**STATED PROBLEM**
Could you quote all of the records below word for word, leaving the pictures out?

**DATA TO PROCESS**
'''

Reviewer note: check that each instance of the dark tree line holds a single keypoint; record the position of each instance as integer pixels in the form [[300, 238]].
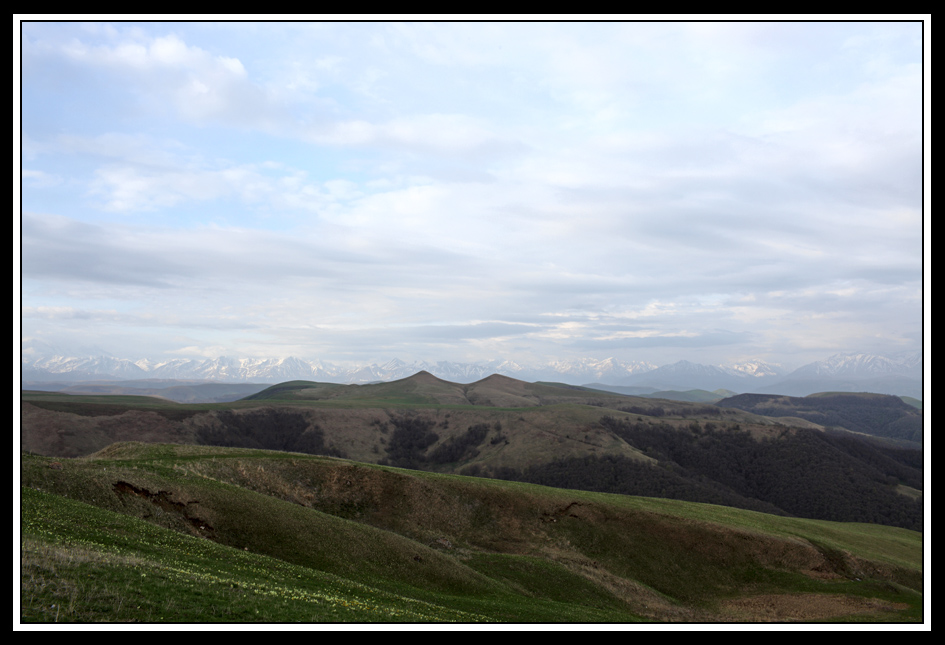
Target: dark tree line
[[267, 429], [878, 415], [804, 473], [412, 437]]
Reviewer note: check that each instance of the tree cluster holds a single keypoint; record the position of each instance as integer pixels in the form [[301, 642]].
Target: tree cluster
[[267, 429], [804, 473]]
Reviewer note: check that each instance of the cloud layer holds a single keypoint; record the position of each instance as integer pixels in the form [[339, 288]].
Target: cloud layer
[[467, 191]]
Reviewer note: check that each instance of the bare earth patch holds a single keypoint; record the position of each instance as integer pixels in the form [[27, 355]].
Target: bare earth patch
[[798, 607]]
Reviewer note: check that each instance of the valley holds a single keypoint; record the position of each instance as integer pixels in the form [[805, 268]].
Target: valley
[[492, 489]]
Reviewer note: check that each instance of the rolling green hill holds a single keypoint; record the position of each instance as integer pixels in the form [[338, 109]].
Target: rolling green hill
[[174, 533], [540, 433]]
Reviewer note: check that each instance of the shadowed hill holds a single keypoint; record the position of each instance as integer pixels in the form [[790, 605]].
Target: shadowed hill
[[427, 547], [879, 415], [504, 428]]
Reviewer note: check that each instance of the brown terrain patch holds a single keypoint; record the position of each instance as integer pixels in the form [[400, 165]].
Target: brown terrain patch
[[804, 607]]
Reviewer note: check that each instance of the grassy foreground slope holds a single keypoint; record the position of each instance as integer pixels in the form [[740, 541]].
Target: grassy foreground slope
[[173, 533]]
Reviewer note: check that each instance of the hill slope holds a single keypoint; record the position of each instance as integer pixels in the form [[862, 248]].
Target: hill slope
[[569, 437], [234, 532]]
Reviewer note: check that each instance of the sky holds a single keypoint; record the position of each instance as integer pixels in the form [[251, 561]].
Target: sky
[[352, 192]]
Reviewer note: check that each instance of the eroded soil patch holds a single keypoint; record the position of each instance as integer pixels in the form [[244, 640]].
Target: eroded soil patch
[[805, 607]]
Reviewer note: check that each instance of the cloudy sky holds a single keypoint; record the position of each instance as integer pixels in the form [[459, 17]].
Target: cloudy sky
[[355, 192]]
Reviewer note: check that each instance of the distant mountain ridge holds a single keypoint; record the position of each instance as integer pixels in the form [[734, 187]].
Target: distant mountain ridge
[[842, 372]]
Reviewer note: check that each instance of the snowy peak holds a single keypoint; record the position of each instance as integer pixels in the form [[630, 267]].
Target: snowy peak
[[862, 366]]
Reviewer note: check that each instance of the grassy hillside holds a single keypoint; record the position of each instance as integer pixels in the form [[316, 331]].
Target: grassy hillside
[[536, 432], [173, 533], [878, 415]]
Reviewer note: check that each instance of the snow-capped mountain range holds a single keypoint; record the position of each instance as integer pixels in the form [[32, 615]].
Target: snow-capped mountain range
[[842, 372]]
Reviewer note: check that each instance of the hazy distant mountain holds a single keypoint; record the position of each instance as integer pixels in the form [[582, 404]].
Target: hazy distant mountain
[[900, 375], [684, 375]]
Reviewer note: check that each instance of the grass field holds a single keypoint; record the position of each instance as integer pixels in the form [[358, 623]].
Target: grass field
[[189, 534]]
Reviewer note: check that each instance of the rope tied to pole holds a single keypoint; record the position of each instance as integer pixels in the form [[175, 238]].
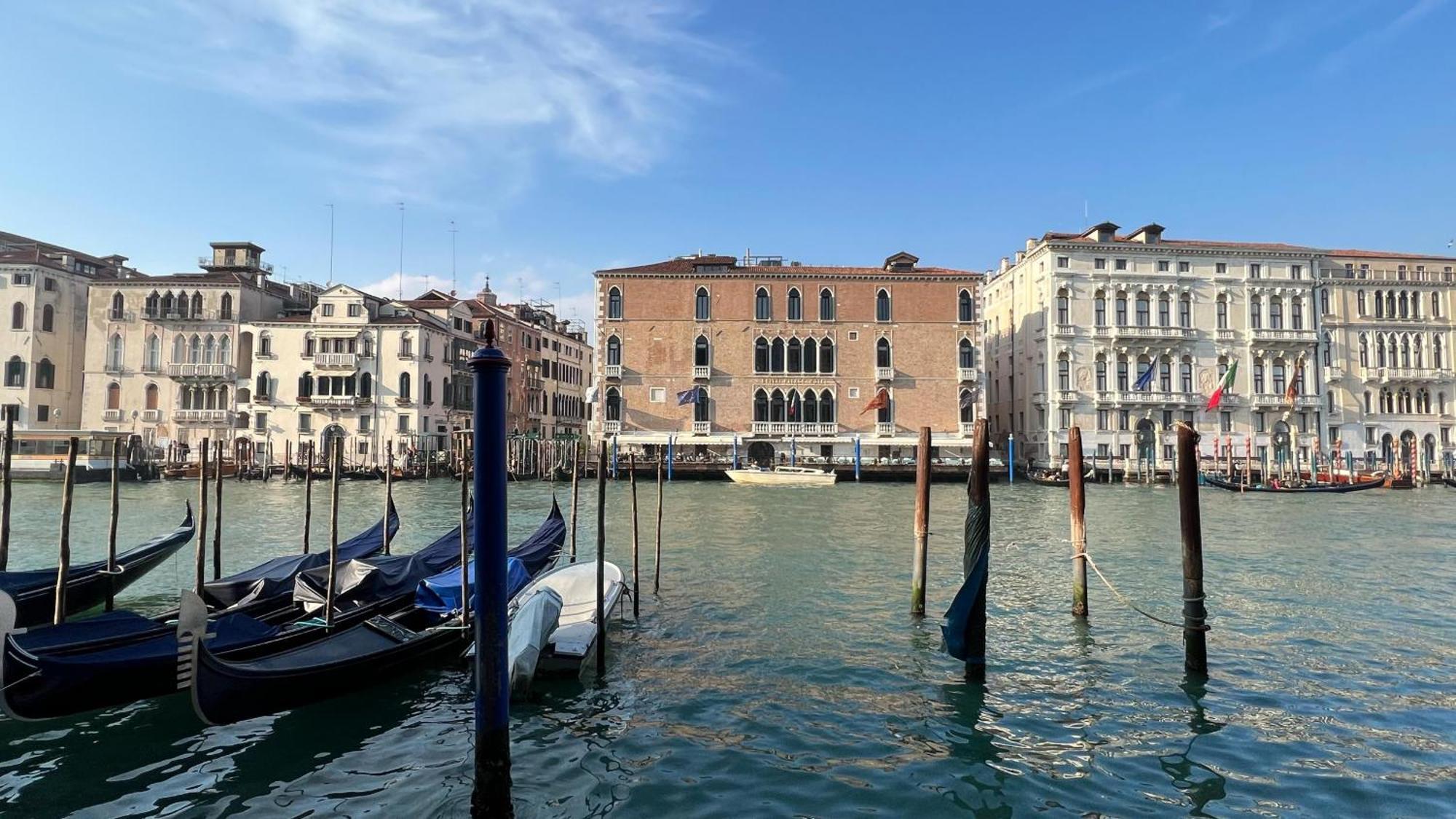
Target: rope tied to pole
[[1139, 609]]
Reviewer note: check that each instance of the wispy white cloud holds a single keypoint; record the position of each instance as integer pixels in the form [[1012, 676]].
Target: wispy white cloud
[[413, 94], [1378, 37]]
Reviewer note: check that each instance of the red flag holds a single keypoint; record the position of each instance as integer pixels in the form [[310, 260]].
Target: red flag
[[880, 401]]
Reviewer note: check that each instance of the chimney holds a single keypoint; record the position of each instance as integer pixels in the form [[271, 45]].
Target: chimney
[[1148, 234]]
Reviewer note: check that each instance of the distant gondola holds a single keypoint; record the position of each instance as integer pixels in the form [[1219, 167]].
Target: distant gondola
[[120, 657], [1240, 487], [33, 592], [347, 659]]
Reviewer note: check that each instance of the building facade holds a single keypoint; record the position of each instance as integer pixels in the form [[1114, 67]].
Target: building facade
[[716, 349], [1387, 356], [1077, 320], [44, 290]]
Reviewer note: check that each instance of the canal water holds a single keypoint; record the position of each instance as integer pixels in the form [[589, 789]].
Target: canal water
[[780, 673]]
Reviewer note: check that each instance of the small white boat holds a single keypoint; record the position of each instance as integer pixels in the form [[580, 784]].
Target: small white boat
[[784, 477], [574, 638]]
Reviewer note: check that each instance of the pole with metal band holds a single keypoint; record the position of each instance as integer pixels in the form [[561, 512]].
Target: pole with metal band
[[493, 691]]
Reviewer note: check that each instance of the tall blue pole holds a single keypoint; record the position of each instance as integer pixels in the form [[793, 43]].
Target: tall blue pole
[[493, 688]]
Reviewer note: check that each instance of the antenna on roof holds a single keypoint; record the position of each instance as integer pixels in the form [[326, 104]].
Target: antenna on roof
[[331, 242], [452, 257], [401, 286]]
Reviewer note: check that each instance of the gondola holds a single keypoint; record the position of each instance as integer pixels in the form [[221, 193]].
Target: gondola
[[1329, 488], [120, 657], [231, 689], [31, 593], [1055, 477]]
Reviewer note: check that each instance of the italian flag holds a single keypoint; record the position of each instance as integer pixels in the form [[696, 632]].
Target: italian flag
[[1224, 385]]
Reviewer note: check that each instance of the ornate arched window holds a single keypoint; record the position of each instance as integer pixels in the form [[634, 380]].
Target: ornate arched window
[[703, 305]]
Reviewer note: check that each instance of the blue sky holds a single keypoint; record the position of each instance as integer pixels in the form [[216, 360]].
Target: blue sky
[[574, 136]]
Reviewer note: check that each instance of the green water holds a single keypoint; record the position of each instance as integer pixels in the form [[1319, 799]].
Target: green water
[[780, 673]]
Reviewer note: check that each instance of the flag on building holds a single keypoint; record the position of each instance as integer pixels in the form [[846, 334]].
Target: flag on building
[[1224, 385], [1147, 379], [880, 401]]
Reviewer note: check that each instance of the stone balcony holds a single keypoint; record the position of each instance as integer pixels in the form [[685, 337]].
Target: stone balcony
[[215, 417], [336, 360], [1265, 334], [205, 372]]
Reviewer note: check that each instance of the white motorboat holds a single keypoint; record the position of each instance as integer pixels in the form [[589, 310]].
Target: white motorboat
[[784, 477], [574, 638]]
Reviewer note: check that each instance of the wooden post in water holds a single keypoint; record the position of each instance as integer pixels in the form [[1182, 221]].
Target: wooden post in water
[[576, 493], [336, 465], [465, 547], [922, 522], [5, 490], [389, 490], [1080, 526], [602, 570], [308, 499], [657, 557], [978, 542], [637, 585], [1196, 649], [218, 513], [200, 555], [63, 567], [111, 528]]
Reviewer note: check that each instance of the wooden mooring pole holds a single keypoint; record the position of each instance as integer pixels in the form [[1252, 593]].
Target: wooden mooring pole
[[63, 567], [308, 499], [336, 467], [602, 569], [657, 554], [1080, 528], [576, 493], [978, 544], [218, 513], [5, 490], [1196, 649], [200, 555], [111, 528], [922, 522], [637, 585]]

'''

**ANSWER TO THE TASK**
Reviewer note: check that each instance of the dark tree line holds a single keypoint; record the position of each instance as integer pixels in the form [[300, 238]].
Target: dark tree line
[[267, 429], [878, 415], [804, 473], [412, 437]]
Reviewer note: check that each instance of the tree cluster holds a single keypoint; record the position of each instance as integer pixels in the form [[301, 642]].
Target: tree cluster
[[267, 429], [804, 473]]
Reviewer note: check that each instance of the cloud layer holds a single keypoint; record the position of each instance as integer pixels in the form [[339, 288]].
Target: cloud layer
[[467, 191]]
Reviewer note: check that each instance of the bare earth patch holds a single keypoint; record the position of each instance as integer pixels in the form [[27, 355]].
Target: bare earth patch
[[798, 607]]
Reviewer note: check that each instance of the valley holds a single keypoint; record the position of each instance as integer pixels in the form [[805, 268]].
Target: valley
[[492, 489]]
Reviewer note: check that each instance of the rolling green hill holds a single keypoint; record the position of each instance as integer pixels in the form [[338, 109]].
Target: rolling green hill
[[174, 533], [540, 433]]
Reviewer note: check that each instance of the shadowed hill holds a single keypoint; record the position of each instance as integer pixels in the form [[790, 605]].
Target: shadowed hill
[[427, 547], [879, 415], [504, 428]]
Reviewer note: check that each instance of the brown terrain patch holds a single keypoint; record the position of each instance as integer pixels in the form [[400, 165]].
Target: brown terrain patch
[[804, 607]]
Reviewer note: check that each instance of the grassy foreground slope holds a single keypoint; record the position of each instance as integer pixels in the form [[740, 541]].
Target: grassy foreground slope
[[173, 533]]
Reviewer note: check that each instance of the hill slope holds a single keypoint; record the position of each instance as integer pixels in the form [[862, 248]].
Target: hill slope
[[569, 437], [234, 532]]
Reviewer note: check that each instance of the sky holds a single keypoint; record the position of each instance as integer pixels in the form [[251, 561]].
Target: sky
[[352, 192]]
Reviewer note: check that each instance of the eroded soil patch holds a single keypoint; record the position of each instance as integer pixels in the form [[244, 640]].
Target: eroded soil patch
[[805, 607]]
Reviewer note: check that each instance of the cloudy sky holds a single keypoint; record the position of each instance as integer pixels in the form [[459, 17]].
Target: cloudy sky
[[355, 192]]
Reviewer note: check that each instance of the distant mountain ridge holds a single keypoint; record the position of each instance as integer pixels in the form [[734, 187]].
Target: distant mountain ridge
[[842, 372]]
Reviewer note: check that each instance of the snowy peak holds a single keypoint; record the position of each instance as integer pixels in the form [[630, 267]].
Target: snowy peak
[[862, 366]]
Reviewer note: check that each instance of the grassy hillside holds a single keypoint; record the position of each instance as integer pixels in the form [[316, 331]].
Target: grassy hillside
[[536, 432], [173, 533], [878, 415]]
Reviewer note: check that each instance of the snow-capped mountain range holds a single keypoint; record the position of each instance as integer pixels in the form [[32, 615]].
Target: snow-capped mountain range
[[842, 372]]
Reviewer note: check that each instance of the hazy distant mountain holds a single keypoint; record the position of each instance as integer pixels in the form [[582, 404]].
Target: hazy distant mountain
[[900, 375], [684, 375]]
Reviewer note: check that each instance of the grass field holds a single keypoint; record the position of each instance as integer pixels in the form [[358, 623]].
Target: grass field
[[189, 534]]
Reviewer note: check that each instance of the rope tied to pole holds a single keypoint; record the position of each instance as integer pixels in the form [[175, 238]].
Target: rope tied to pole
[[1139, 609]]
Reviewer note: check that each instance of the wispy white cloud holds a single keypoint; record the position of each instance as integer pixels in the form [[1012, 676]].
Target: wispy white cloud
[[413, 94], [1378, 37]]
Reviewer note: check that each instance of the red flag holds a single keypoint; record the position of each instance as integer pixels in the form [[310, 260]].
Target: red flag
[[880, 401]]
Reviewer note: check that each instance of the chimney holds a single keypoint; record the position of each instance as integer pixels in the form [[271, 45]].
Target: chimney
[[1148, 234]]
Reviewer note: check that each instance of the distant gondola holds a single keypoint; record the position of each instance as integer pixels in the form [[1219, 167]].
Target: distant gondola
[[120, 657], [1240, 487], [33, 592], [347, 659]]
Reviewer note: check that each instance of the building facade holds a single keypoint; record the position of each instance as integer pixels in the form [[1114, 67]].
Target: building facade
[[716, 349], [1387, 356], [1077, 320], [44, 290]]
Reviewer note: check that each instance of the canal water holds a single keypoint; record the position of each instance as integer pixels in the form [[589, 789]].
Target: canal water
[[780, 673]]
Reviewer note: check that each instance of the small white boat holds a single keypoint; record the position of each instance as integer pixels in the form [[580, 784]].
Target: small white boat
[[784, 477], [574, 638]]
Reviewer note: check that each instance of the pole with metal band holds a single keypoint; record the position of each instance as integer pixels in the form [[561, 512]].
Target: pole with metal band
[[493, 691]]
Reviewer note: check that each instance of the tall blue pole holds a single keypoint; record the position of each instance as integer pixels in the form [[793, 43]].
Target: tall blue pole
[[493, 688]]
Reviewer note: check that each instance of the antenna on roof holds a single keypoint; record the position of each instance as integer pixels in the form [[326, 104]].
Target: antenna on roof
[[331, 242], [452, 257], [401, 286]]
Reviewer note: check that each instance of the gondola holds a single keypoint; record the position of each instance as integer pixels in the form [[221, 193]].
Target: gondola
[[1329, 488], [120, 657], [231, 689], [31, 593], [1055, 477]]
Reviewer note: check that each instance of the italian flag holds a single keypoint; record the position of each instance as integer pixels in the form [[696, 632]].
Target: italian flag
[[1224, 385]]
Reviewer note: check that each instance of the ornate arched window holds a single keypoint; record the position of each instance as integer pixels in the form [[634, 380]].
Target: ornate arched window
[[703, 305]]
Reviewer note: check that each instance of the blue sky holds a single keypoint; record the position of each instance as integer pixels in the form [[216, 360]].
Target: blue sky
[[574, 136]]
Reviewer note: check that each instance of the green water holds a single keypoint; record the position of each instance as integer pixels in the form [[1319, 799]].
Target: green water
[[780, 673]]
Reviewer note: check that each instance of the flag on building holds a single keypoint; record the position of each instance as integer pixels in the form [[846, 334]].
Target: flag on building
[[1224, 385], [1147, 379], [880, 401]]
Reviewer note: check that each instance of the stone balcony holds a single keypoint; record the position of each instance as integer pixels in the form [[685, 337]].
Target: stone balcony
[[215, 417], [336, 360], [1265, 334], [205, 372]]
Reviewer note: check that each instance of the white motorboat holds a single keypoint; record the position of each instance as integer pixels in the form [[589, 310]].
Target: white motorboat
[[784, 477], [574, 638]]
Reviewer note: check that each instance of the wooden post in water holds a single keypoint; record the position of each instance as integer pixels in the form [[1182, 221]].
Target: wooden post in water
[[576, 493], [336, 465], [465, 547], [922, 522], [5, 490], [389, 490], [1080, 526], [602, 570], [308, 499], [657, 557], [978, 542], [637, 585], [1196, 649], [218, 513], [200, 555], [63, 567], [111, 528]]
Reviewer note: check that each instance of the wooden mooring pole holds a single keypoint; record the position of each instance as integer pixels in the form [[1252, 593]].
Target: wooden mooring pole
[[63, 567], [308, 499], [336, 467], [602, 569], [657, 554], [1080, 528], [576, 493], [978, 544], [218, 513], [5, 490], [1196, 649], [200, 555], [111, 528], [922, 522], [637, 585]]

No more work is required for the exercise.